> [PROBLEM STATEMENT]
Copy out every record below with complete accuracy.
• • • • • • •
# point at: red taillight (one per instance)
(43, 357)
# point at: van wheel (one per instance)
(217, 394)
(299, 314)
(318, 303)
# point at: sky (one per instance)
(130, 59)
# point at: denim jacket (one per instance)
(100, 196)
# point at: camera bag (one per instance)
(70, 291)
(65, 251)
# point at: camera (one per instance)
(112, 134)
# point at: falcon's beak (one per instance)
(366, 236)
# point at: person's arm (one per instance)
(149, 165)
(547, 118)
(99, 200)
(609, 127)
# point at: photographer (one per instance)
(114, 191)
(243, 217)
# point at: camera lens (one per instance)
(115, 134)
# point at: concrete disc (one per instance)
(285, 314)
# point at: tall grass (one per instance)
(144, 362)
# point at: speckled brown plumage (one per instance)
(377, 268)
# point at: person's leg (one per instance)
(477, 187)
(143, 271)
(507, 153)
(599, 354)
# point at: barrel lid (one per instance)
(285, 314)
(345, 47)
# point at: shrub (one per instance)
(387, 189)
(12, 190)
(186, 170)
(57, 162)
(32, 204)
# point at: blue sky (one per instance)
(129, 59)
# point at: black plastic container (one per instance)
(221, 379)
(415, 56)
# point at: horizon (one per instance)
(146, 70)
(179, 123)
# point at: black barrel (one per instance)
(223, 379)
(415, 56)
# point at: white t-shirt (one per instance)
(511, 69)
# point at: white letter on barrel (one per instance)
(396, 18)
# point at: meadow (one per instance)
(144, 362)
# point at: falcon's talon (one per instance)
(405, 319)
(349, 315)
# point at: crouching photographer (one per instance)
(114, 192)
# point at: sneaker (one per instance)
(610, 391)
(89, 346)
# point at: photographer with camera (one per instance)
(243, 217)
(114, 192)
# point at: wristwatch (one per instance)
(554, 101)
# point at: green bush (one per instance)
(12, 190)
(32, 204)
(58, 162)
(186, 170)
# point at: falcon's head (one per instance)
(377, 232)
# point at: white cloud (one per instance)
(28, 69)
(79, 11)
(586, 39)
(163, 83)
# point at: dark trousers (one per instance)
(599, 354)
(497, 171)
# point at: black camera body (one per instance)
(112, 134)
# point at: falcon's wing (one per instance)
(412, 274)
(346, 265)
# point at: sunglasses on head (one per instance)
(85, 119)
• • • • • • •
> [PROBLEM SOLUTION]
# point at: red taillight (one per instance)
(43, 357)
# point at: van wheel (one per instance)
(217, 394)
(299, 314)
(318, 303)
# point at: sky (one per instance)
(130, 59)
# point at: denim jacket (one per instance)
(100, 196)
# point at: camera bag (one per instance)
(70, 291)
(65, 251)
# point at: camera (one per instance)
(112, 134)
# point at: falcon's beak (one per instance)
(366, 236)
# point at: person's arm (one per instance)
(149, 165)
(547, 118)
(99, 200)
(609, 127)
# point at: photographer (one per instance)
(114, 191)
(243, 217)
# point at: camera lens (one per instance)
(115, 134)
# point at: concrete disc (one per instance)
(285, 314)
# point at: tall grass (one per instance)
(144, 362)
# point at: speckled brown plumage (one per instance)
(377, 268)
# point at: person's leg (one per instance)
(477, 187)
(143, 271)
(507, 153)
(599, 354)
# point at: barrel lid (one per instance)
(285, 314)
(345, 47)
# point at: shrub (one per instance)
(387, 189)
(12, 190)
(186, 170)
(57, 162)
(32, 204)
# point at: blue sky (one per instance)
(129, 59)
# point at: black plastic container (one per instance)
(221, 379)
(415, 56)
# point at: horizon (one per instance)
(146, 70)
(179, 123)
# point at: black barrel (one per instance)
(223, 379)
(415, 56)
# point at: white t-shirt (one per instance)
(511, 69)
# point at: white letter on barrel (one per instance)
(396, 18)
# point at: meadow (one per instance)
(144, 362)
# point at: falcon's talon (one per instance)
(405, 319)
(349, 315)
# point at: crouching photographer (one per instance)
(114, 192)
# point at: sneaker (one per instance)
(610, 391)
(89, 346)
# point at: photographer with camera (one per instance)
(243, 217)
(114, 192)
# point at: wristwatch (one per instance)
(554, 101)
# point at: green bush (one per instance)
(12, 190)
(32, 204)
(58, 162)
(186, 170)
# point at: falcon's head (one per instance)
(377, 232)
# point at: white cloud (one per instance)
(28, 69)
(79, 11)
(586, 39)
(163, 83)
# point at: dark trousers (one per instance)
(599, 354)
(497, 171)
# point at: black camera body (one per instance)
(112, 134)
# point at: falcon's wing (one per instance)
(412, 274)
(346, 265)
# point at: sunglasses on head (one per instance)
(85, 119)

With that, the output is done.